● **Exercise requirements**
(1) Condense the paragraph of the Dr. Mora text that begins "Born in Guanajuato in 1794" into a shorter version, keeping its main facts.
(2) Update the entries below by replacing "orange traffic cone" with "yellow traffic cone" and keep everything else the same.

● **Provided text**
········
Doctor Mora.. and Santa Anna… and Joe Biden?
I doubt the talking heads you see on television before and after every election (or, in the US, party primary), yakking on with great authority about why candidate X did better than candidate Y ever heard of José María Servín de la Mora Díaz Madrid, aka “Dr. Mora”… but the early 19th century Mexican priest — without the aid of computer simulations, demographic breakdowns, or splashy graphics — was doing much the same thing.
Born in Guanajuato in 1794, Moro was one of any number of priests, who had joined the Church as much for its educational opportunities as any other reason. Not exactly a stickler for clerical niceties, he was a regular at local Masonic lodge meetings, and, during the War of Independence, found his role as a shepherd to his flock outside the pulpit. Unlike Morelos or Matamoros, he was a less active participant, mostly as an intellectual advisor and commentator (perhaps he was an early pundit as well… but unlike today’s pundits, usually knew what he was talking about, and had some experience in whatever he was commenting on), writing especially on the need for separating Church and State and secular education.
········
● **Data for processing**
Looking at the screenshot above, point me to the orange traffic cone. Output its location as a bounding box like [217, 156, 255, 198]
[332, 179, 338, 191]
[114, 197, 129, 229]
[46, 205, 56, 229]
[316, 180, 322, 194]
········
● **Answers for the exercise**
(1) Born in Guanajuato in 1794, he joined the Church largely for its educational opportunities. He paid little attention to clerical niceties and regularly attended local Masonic lodge meetings. During the War of Independence, he took a less active role than Morelos or Matamoros, serving mostly as an intellectual advisor and commentator. He wrote especially on separating Church and State and on secular education.

(2)
Looking at the screenshot above, point me to the yellow traffic cone. Output its location as a bounding box like [217, 156, 255, 198]
[332, 179, 338, 191]
[114, 197, 129, 229]
[46, 205, 56, 229]
[316, 180, 322, 194]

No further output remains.